__Task brief__. Rewrite the data below as a numbered list, from its first line up to and including the line containing "xmin=417 ymin=359 xmax=540 ymax=436". Leave out blank lines.
____ Data for the task
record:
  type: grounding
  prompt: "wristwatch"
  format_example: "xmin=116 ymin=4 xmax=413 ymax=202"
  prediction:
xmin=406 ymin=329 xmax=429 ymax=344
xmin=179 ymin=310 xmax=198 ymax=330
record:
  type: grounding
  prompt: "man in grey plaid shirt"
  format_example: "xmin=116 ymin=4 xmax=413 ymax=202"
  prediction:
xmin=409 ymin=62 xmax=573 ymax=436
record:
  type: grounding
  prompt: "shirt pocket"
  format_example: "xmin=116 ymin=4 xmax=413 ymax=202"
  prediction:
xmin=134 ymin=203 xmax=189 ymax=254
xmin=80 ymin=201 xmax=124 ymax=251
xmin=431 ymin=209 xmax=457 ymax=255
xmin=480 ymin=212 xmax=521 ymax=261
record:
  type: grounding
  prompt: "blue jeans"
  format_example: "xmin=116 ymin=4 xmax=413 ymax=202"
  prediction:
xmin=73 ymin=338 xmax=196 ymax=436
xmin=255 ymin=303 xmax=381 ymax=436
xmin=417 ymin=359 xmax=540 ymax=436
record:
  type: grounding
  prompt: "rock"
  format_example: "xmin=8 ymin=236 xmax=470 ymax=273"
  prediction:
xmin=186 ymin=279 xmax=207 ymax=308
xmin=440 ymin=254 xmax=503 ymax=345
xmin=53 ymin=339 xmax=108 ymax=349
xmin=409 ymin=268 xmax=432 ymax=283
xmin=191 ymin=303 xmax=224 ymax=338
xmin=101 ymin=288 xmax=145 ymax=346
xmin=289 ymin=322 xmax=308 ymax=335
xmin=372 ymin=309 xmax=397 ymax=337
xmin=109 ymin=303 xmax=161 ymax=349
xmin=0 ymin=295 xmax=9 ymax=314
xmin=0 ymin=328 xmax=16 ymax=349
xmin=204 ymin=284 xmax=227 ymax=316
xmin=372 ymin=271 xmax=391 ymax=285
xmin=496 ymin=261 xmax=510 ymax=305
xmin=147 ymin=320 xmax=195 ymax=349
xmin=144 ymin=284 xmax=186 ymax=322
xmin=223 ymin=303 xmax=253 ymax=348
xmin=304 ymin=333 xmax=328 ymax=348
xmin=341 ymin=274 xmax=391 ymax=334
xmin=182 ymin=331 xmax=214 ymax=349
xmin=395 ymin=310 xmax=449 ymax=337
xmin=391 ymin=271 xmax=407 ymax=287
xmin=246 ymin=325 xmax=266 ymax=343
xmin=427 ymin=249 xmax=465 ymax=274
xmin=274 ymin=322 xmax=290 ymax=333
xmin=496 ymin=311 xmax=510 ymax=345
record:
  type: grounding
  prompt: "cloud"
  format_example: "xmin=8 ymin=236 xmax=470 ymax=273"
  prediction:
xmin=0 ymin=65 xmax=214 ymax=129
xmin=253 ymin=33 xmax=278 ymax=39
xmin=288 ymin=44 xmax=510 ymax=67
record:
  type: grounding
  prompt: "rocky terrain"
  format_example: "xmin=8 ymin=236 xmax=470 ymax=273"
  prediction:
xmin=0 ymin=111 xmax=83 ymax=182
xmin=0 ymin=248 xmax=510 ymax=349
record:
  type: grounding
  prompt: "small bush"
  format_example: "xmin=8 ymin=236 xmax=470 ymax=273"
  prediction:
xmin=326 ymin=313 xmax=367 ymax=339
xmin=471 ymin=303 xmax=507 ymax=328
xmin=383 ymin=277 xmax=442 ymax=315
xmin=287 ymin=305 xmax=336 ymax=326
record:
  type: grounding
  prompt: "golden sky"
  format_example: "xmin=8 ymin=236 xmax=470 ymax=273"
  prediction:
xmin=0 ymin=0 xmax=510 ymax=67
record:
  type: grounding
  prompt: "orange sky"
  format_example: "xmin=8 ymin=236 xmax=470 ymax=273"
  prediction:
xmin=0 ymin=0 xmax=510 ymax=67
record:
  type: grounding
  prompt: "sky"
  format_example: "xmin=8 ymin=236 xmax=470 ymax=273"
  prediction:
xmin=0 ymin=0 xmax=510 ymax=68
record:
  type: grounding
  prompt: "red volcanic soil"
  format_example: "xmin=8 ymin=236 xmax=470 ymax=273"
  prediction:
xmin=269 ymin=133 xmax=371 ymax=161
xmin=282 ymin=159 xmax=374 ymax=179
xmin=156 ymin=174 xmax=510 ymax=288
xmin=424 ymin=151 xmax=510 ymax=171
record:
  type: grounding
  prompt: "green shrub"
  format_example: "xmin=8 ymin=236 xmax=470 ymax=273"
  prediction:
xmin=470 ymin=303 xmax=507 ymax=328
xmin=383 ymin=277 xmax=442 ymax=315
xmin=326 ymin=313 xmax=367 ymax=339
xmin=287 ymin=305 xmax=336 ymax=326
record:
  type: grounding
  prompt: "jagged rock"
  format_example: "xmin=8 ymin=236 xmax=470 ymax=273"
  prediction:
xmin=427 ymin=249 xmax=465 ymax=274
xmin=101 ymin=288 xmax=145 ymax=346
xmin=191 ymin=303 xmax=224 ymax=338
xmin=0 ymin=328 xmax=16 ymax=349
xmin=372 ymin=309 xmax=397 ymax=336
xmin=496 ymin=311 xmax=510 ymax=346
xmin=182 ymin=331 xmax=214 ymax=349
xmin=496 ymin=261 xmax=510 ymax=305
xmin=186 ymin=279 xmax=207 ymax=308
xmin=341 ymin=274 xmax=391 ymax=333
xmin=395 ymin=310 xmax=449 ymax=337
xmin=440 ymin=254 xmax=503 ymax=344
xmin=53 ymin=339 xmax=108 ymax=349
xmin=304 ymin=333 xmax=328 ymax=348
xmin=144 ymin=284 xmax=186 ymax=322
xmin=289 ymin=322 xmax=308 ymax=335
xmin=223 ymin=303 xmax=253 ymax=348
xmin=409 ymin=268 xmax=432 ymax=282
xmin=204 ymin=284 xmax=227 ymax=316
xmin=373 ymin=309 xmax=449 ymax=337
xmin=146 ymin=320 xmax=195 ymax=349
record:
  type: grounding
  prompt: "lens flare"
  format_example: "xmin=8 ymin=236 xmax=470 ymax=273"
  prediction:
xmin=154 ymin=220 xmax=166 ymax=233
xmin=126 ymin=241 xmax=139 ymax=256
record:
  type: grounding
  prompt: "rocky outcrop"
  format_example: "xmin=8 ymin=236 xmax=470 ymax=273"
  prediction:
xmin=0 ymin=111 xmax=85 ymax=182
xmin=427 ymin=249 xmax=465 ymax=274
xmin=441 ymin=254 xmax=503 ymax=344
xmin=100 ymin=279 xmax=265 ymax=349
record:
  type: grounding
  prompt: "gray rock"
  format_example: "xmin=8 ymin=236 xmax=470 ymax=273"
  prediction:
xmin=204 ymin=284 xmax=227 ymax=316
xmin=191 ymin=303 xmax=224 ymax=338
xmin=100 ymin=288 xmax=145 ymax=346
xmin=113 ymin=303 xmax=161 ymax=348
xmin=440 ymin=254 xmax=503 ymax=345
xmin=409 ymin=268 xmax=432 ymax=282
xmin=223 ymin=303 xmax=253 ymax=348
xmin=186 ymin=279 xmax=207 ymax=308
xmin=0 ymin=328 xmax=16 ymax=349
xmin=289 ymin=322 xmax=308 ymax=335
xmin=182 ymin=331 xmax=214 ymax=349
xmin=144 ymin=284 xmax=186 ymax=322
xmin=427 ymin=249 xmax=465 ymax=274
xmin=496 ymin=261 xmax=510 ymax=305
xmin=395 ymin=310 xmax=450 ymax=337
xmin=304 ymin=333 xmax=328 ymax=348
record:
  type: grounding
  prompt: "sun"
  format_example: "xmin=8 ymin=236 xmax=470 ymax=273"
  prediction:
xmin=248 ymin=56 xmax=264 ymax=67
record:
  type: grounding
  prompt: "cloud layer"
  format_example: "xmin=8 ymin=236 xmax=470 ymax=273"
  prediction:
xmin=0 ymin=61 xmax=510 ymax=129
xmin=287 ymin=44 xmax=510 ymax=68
________
__Reply__.
1. record:
2.   type: grounding
3.   prompt: "wristwatch"
4.   format_example: "xmin=116 ymin=4 xmax=413 ymax=202"
5.   prediction:
6. xmin=406 ymin=329 xmax=429 ymax=344
7. xmin=179 ymin=310 xmax=198 ymax=330
8. record:
9.   type: grounding
10.   prompt: "man in grey plaid shirt"
11.   format_example: "xmin=116 ymin=4 xmax=413 ymax=202"
12.   prediction:
13. xmin=409 ymin=62 xmax=573 ymax=436
14. record:
15.   type: grounding
16.   prompt: "shirt pocket"
17.   format_example: "xmin=116 ymin=4 xmax=413 ymax=202"
18.   prediction:
19. xmin=134 ymin=203 xmax=189 ymax=254
20. xmin=80 ymin=201 xmax=124 ymax=251
21. xmin=431 ymin=209 xmax=457 ymax=255
22. xmin=480 ymin=212 xmax=521 ymax=261
23. record:
24.   type: grounding
25.   prompt: "blue jeans"
26.   format_example: "xmin=116 ymin=4 xmax=413 ymax=202"
27.   prediction:
28. xmin=73 ymin=338 xmax=196 ymax=436
29. xmin=255 ymin=303 xmax=381 ymax=436
30. xmin=417 ymin=359 xmax=540 ymax=436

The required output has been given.